No. And I know I'll get hammered for this response. The 180 is not a recipe for getting a spouse to come around. It's a recipe for getting your own life in order. Watch the videos on MarriageToday. Read some of the books that are repetitively suggested. Look at some of the older shows on DrPhil.com. There are no simple solutions and you have a MIL interfering. Listen, a guy wants love, respect and security. We' re pretty simple. We want to kow we are appreciated, that you are there for us, and that our world can begin and end with you. You wrote that when you are loving he responds. You sound like you really want to reconnect and save your marriage. It's not fair to think that you are the wronged partner and you need to do the heavy lifting, but marriage is and can be special. You don't need the 180, you need to be the person your spouse fell in love with.
_Posted via Mobile Device_


----------



## hurtingbadly (Sep 14, 2011)

I think you and I are in in the same boat Thorburn. It totally sucks. I made mistakes along the way when trying to get information. 

I'm sure I only got part of the truth and at this point I'm pretty sure I'll get no more unless it comes from an outside source. My IC tells me what good is it going to do you to know more? You already know he cheated and your marriage wasn't what you thought it was...

▶ Supplied material

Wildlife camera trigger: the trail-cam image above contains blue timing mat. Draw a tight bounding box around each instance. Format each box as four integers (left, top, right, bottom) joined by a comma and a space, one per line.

▶ Given problem A
Print the marriage forum thread from "## hurtingbadly (Sep" up to and including "to get information.".
▶ Given problem B
Carry on the forum thread about the troubled marriage from the point where it stops.

▶ Final answer A
## hurtingbadly (Sep 14, 2011)

I think you and I are in in the same boat Thorburn. It totally sucks. I made mistakes along the way when trying to get information.

▶ Final answer B
Why would he tell me more when things are already this bad? I'm sure that is his thinking, but it eats at me wanting to know the truth. I really feel cursed for life with having doubts. 

I know it will suck to stick this out and find out more six years down the road like that person you mentioned. I mean I was already lied to for nine years!!!

He's extremely depressed. Sometimes I wonder if it's because of guilt, that he's still hiding stuff from me? 

Are you wanting to stay, are you trying with her? I find it very hard to act like a couple...


----------



## hurtingbadly (Sep 14, 2011)

JustWaiting said:


> No. And I know I'll get hammered for this response. The 180 is not a recipe for getting a spouse to come around. It's a recipe for getting your own life in order. Watch the videos on MarriageToday. Read some of the books that are repetitively suggested. Look at some of the older shows on DrPhil.com. There are no simple solutions and you have a MIL interfering. Listen, a guy wants love, respect and security. We' re pretty simple. We want to kow we are appreciated, that you are there for us, and that our world can begin and end with you. You wrote that when you are loving he responds. You sound like you really want to reconnect and save your marriage. It's not fair to think that you are the wronged partner and you need to do the heavy lifting, but marriage is and can be special. You don't need the 180, you need to be the person your spouse fell in love with.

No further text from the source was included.